AIM:
Reproduce verbatim the lines of the records from the line that contains "Task: confirm every instance of the large" through the end of the records, including both ends.

(Collection entries)
*-*-*

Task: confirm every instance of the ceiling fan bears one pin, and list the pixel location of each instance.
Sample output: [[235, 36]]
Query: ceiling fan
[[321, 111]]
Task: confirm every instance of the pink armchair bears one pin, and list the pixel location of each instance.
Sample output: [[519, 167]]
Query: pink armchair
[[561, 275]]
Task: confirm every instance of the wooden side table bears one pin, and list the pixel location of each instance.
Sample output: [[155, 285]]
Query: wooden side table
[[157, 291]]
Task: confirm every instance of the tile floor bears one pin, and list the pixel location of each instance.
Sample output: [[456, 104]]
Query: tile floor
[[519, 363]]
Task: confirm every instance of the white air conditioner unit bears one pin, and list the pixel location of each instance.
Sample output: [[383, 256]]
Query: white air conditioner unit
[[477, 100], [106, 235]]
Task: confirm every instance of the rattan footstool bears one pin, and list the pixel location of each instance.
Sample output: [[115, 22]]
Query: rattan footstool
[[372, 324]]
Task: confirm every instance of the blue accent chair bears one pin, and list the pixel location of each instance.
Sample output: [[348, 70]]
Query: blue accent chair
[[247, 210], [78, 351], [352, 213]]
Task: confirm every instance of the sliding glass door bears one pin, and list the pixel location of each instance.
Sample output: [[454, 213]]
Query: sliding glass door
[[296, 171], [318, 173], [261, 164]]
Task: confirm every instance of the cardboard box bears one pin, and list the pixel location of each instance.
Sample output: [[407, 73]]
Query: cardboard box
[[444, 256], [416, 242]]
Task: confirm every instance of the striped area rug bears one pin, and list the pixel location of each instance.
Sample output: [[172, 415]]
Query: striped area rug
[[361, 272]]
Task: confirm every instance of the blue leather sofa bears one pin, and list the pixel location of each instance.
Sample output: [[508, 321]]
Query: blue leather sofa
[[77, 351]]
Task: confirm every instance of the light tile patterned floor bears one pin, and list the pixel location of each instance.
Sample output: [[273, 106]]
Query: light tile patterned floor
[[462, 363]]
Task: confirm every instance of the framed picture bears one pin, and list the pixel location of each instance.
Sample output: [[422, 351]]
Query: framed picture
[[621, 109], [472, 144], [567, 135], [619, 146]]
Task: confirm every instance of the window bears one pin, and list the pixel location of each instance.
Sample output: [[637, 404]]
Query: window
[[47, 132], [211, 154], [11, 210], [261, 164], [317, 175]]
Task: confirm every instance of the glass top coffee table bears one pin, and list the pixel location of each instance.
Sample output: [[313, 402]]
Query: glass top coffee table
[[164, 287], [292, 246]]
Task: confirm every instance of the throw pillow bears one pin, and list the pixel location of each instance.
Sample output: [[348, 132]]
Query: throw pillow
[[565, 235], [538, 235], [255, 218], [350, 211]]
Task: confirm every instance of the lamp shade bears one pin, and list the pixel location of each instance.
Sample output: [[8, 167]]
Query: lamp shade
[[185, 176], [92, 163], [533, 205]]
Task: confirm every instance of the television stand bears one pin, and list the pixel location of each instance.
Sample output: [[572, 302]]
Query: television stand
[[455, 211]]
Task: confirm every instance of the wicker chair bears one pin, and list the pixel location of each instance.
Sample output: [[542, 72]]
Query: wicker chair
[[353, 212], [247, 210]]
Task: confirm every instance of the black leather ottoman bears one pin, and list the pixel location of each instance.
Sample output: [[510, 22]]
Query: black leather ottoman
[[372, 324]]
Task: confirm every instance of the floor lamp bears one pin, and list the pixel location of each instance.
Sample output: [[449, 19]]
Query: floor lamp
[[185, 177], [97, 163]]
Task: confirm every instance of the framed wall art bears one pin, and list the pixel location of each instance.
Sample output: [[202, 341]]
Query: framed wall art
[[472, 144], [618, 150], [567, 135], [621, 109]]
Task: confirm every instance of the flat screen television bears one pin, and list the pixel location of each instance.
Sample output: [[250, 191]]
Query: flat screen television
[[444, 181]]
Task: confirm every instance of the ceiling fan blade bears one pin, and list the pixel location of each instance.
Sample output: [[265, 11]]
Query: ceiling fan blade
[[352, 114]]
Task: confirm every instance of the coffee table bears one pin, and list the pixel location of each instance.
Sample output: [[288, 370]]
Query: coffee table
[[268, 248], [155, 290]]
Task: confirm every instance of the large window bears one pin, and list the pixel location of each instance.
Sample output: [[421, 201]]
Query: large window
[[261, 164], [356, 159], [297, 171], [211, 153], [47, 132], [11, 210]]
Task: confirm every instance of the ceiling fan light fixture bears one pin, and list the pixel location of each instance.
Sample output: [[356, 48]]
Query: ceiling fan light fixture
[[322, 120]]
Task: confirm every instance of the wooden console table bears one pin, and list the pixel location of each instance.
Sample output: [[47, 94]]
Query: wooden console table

*-*-*

WRITTEN ANSWER:
Task: confirm every instance of the large window bears one pin, and list the pixel location of each instance.
Sample output: [[421, 201]]
Query: large window
[[261, 164], [356, 159], [297, 171], [211, 153], [47, 132], [11, 210]]
Task: confirm every instance of the ceiling fan light fixture bears one pin, and list the pixel location of each instance.
Sample output: [[356, 48]]
Query: ceiling fan light fixture
[[322, 120]]
Task: confirm every instance of the wooden console table bears one pin, and list the pixel location of each instance.
Sample output: [[47, 94]]
Query: wooden console table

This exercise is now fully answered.